■ **Problems to solve**:
#1 Answer these questions about the Tennessee Williams passage:
(a) In what town and state was Williams born?
(b) Which university granted him a Bachelor of Arts degree, and in what year?
(c) In which city was Battle of Angels staged?
#2 Rewrite the part of the Tennessee Williams passage that opens with the words containing "In 1940, Williams’s" and closes with "of considerable promise.", putting "Philadelphia" in place of "Chicago".
#3 Translate this sentence from the Tennessee Williams passage into Spanish: "Williams attended the University of Missouri from 1931 to 1933."

Tennessee Williams is one of America’s best known playwrights. He was born Thomas Lanier Williams on March 26, 1911, in Columbus, Mississippi, the second of three children born to Cornelius Coffin (a traveling salesman) and Edwina (Dakin) Williams.

Williams attended the University of Missouri from 1931 to 1933. After seeing a production of Ghosts, a play by Heinrik Ibsen, he decided to become a playwright. But his education was interrupted by his father’s insistence that he work for a shoe company. Williams managed to resume his education at Washington University, St. Louis, Missouri, from 1936 to 1937, and he finally graduated with a Bachelor of Arts degree from the University of Iowa in 1938. He then worked in various jobs in New Orleans, Jacksonville, Florida, and New York City. These included clerk, waiter, hotel elevator operator, teletype operator, and theatre usher.

In 1940, Williams’s first major production, Battle of Angels, was staged in Boston, but critical reception was harsh and the play was quickly withdrawn. But success was not long in coming. In 1944, The Glass Menagerie was staged in Chicago and then ran for over five hundred performances in New York City. The play won the New York Drama Critics’ Circle Award and established his reputation as a playwright of considerable promise.

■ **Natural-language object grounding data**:
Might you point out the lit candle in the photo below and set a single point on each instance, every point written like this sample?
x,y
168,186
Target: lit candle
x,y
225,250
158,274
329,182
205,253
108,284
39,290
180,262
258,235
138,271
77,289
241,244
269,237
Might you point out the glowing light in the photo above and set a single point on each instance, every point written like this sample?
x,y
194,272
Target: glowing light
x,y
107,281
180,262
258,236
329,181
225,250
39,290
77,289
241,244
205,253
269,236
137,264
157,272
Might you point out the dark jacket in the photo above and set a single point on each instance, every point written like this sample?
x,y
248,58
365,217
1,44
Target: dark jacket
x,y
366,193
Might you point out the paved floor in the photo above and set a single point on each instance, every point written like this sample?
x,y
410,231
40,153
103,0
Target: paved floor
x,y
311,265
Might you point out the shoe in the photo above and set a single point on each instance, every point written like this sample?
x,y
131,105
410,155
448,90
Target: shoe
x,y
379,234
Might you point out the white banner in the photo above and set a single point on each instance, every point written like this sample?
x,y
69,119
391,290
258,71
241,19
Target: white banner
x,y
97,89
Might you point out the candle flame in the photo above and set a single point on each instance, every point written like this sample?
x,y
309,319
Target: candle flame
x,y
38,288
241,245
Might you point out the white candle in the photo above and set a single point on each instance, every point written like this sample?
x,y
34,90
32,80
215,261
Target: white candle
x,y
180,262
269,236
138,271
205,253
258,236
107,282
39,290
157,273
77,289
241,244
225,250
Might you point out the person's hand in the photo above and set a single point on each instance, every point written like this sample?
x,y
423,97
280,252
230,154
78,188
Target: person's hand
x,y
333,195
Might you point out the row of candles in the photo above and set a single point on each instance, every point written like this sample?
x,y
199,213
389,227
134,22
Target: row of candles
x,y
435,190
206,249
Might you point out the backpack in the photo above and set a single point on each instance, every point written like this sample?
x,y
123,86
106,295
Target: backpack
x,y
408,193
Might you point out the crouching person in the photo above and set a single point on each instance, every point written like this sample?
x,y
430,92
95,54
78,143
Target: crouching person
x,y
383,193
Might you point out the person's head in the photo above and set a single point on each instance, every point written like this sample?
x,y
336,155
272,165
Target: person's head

■ **Answers to the exercises**:
#1
(a) Columbus, Mississippi
(b) The University of Iowa, in 1938
(c) Boston

#2
In 1940, Williams’s first major production, Battle of Angels, was staged in Boston, but critical reception was harsh and the play was quickly withdrawn. But success was not long in coming. In 1944, The Glass Menagerie was staged in Philadelphia and then ran for over five hundred performances in New York City. The play won the New York Drama Critics’ Circle Award and established his reputation as a playwright of considerable promise.

#3 Williams asistió a la Universidad de Misuri de 1931 a 1933.